## AIM OF THE EXERCISE
Reproduce as a numbered list, omitting blank lines, only the records starting at the line containing "Presence check: is there any picture frame on" and ending at the line containing "[313,373,494,428]", with both of those lines included.

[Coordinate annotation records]

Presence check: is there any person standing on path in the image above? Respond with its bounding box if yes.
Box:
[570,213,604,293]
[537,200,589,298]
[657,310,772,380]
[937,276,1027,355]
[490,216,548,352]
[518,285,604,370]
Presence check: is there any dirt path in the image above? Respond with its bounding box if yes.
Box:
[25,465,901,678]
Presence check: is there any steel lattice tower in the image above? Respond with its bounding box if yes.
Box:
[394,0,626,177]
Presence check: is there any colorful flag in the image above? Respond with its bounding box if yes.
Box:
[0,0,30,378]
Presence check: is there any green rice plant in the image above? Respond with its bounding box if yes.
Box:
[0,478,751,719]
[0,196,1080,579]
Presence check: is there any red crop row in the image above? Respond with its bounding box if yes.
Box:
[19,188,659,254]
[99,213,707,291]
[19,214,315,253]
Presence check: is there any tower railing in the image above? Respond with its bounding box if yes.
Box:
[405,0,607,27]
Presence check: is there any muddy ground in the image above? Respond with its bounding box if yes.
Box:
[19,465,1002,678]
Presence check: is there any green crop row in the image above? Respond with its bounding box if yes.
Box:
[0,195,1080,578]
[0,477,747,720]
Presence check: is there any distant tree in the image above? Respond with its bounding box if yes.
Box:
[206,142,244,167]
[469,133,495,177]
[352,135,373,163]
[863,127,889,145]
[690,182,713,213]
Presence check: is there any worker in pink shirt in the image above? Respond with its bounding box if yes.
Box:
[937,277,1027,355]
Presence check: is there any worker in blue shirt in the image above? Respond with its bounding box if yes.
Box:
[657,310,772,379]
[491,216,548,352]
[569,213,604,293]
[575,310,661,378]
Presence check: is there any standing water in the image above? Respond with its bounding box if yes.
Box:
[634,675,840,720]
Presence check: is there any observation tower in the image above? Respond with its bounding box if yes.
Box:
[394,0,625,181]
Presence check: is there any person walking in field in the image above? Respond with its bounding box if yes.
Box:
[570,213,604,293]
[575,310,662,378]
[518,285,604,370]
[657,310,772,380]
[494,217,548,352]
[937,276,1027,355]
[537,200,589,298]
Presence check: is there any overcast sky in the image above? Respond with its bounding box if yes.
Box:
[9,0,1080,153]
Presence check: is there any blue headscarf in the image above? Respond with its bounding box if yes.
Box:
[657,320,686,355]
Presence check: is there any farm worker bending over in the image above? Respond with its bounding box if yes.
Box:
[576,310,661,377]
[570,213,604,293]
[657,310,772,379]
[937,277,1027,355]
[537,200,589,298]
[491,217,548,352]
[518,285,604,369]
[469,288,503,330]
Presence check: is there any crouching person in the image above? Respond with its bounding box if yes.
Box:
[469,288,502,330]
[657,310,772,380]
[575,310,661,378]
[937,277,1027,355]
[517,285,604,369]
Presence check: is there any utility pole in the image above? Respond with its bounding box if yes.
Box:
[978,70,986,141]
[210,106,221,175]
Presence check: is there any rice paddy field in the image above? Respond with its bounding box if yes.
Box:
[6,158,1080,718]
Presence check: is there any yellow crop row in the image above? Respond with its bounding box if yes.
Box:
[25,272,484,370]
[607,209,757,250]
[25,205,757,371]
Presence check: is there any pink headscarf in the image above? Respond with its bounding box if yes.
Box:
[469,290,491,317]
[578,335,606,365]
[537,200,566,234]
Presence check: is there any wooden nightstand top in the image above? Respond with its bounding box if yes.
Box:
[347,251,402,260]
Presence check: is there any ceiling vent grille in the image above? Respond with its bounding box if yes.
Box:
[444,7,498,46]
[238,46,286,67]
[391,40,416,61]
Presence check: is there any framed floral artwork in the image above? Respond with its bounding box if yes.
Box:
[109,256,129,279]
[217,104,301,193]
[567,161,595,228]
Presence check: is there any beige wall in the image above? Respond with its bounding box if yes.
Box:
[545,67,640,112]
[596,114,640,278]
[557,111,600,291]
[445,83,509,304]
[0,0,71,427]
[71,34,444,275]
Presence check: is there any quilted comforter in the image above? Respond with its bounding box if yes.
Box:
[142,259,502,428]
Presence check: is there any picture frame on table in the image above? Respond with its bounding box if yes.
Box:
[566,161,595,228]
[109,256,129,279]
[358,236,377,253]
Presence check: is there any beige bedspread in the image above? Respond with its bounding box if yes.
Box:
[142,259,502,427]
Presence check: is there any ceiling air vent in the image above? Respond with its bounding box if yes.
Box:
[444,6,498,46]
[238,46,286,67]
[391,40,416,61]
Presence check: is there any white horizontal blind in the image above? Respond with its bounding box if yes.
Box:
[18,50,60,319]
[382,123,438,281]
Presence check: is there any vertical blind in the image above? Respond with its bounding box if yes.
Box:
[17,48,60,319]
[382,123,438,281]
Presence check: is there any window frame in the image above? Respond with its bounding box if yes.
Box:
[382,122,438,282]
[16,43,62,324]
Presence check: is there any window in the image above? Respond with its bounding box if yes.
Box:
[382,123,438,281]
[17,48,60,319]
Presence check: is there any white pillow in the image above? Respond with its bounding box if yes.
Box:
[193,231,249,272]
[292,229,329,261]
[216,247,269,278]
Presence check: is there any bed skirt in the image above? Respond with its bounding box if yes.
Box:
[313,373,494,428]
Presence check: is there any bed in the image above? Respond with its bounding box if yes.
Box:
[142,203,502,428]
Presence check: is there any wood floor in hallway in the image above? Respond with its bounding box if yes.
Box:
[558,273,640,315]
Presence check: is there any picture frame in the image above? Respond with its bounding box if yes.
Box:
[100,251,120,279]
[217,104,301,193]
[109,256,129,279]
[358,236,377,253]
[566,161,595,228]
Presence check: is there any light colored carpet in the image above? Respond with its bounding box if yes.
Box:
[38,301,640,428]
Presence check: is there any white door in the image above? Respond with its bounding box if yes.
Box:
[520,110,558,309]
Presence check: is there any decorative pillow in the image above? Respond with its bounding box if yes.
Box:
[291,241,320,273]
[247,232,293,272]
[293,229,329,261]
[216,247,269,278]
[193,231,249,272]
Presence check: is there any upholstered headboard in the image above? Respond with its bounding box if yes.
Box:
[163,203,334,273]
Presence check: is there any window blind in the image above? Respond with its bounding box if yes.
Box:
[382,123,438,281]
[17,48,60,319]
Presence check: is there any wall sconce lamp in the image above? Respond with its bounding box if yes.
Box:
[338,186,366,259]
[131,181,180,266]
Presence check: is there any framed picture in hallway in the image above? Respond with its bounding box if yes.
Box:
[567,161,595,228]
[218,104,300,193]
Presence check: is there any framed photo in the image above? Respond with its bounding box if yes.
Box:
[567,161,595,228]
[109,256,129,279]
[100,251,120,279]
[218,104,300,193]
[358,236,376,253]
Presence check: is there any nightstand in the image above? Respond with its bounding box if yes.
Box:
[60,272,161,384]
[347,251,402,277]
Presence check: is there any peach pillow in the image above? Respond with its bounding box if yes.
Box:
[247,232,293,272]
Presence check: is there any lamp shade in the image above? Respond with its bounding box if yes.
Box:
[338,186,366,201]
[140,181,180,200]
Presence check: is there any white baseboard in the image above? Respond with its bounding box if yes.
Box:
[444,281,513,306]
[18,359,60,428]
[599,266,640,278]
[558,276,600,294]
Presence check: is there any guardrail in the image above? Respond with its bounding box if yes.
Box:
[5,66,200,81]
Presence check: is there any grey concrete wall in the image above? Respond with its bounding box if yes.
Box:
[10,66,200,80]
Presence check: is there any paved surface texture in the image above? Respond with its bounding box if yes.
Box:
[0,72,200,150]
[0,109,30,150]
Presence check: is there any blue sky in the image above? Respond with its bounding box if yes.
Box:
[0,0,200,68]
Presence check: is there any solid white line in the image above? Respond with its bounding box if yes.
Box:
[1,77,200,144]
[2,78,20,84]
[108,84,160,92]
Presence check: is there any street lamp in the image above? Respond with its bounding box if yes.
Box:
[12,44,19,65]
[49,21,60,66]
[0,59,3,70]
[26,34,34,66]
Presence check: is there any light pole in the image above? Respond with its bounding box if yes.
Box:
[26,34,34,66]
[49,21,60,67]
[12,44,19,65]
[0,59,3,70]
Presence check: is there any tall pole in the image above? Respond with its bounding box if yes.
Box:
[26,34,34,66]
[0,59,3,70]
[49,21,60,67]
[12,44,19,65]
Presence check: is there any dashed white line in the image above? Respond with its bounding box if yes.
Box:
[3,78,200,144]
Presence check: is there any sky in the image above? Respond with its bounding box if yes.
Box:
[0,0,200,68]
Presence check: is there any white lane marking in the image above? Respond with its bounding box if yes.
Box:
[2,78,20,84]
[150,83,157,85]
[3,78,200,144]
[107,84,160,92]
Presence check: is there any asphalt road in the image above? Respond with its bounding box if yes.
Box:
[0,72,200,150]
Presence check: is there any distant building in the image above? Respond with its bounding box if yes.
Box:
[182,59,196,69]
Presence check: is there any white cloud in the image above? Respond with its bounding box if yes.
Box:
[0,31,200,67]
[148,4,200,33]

## ANSWER TO THE PROBLEM
1. Presence check: is there any picture frame on table in the image above? Respond with its bounding box if yes.
2. Box:
3. [566,161,595,228]
4. [109,256,129,279]
5. [358,236,377,253]
6. Presence check: is there any beige bedspread in the image above? Respond with its bounding box if yes.
7. Box:
8. [142,259,502,427]
9. Presence check: is there any ceiling air vent in the image above? Respond with its bounding box if yes.
10. Box:
11. [444,6,498,46]
12. [238,46,286,67]
13. [391,40,416,61]
14. Presence check: is there any white horizontal blind in the image above? Respond with its bounding box if yes.
15. Box:
16. [18,50,60,319]
17. [382,123,438,281]
18. Presence check: is there any vertical blind in the image above? Respond with its bounding box if yes.
19. Box:
20. [17,48,60,319]
21. [382,123,438,281]
22. Presence check: is there any window frame in the image above? Respond with its bounding box if yes.
23. Box:
24. [382,122,438,282]
25. [16,43,62,324]
26. Presence check: is there any window in the image above? Respond with its bounding box if yes.
27. Box:
28. [382,123,438,281]
29. [17,48,60,319]
30. Presence check: is there any white pillow in the image above? Respond with its bounding box if yes.
31. Box:
32. [193,231,249,272]
33. [292,229,329,261]
34. [216,247,269,278]
35. Presence check: is there any bed skirt in the image above? Respond with its bounding box if yes.
36. Box:
37. [313,373,494,428]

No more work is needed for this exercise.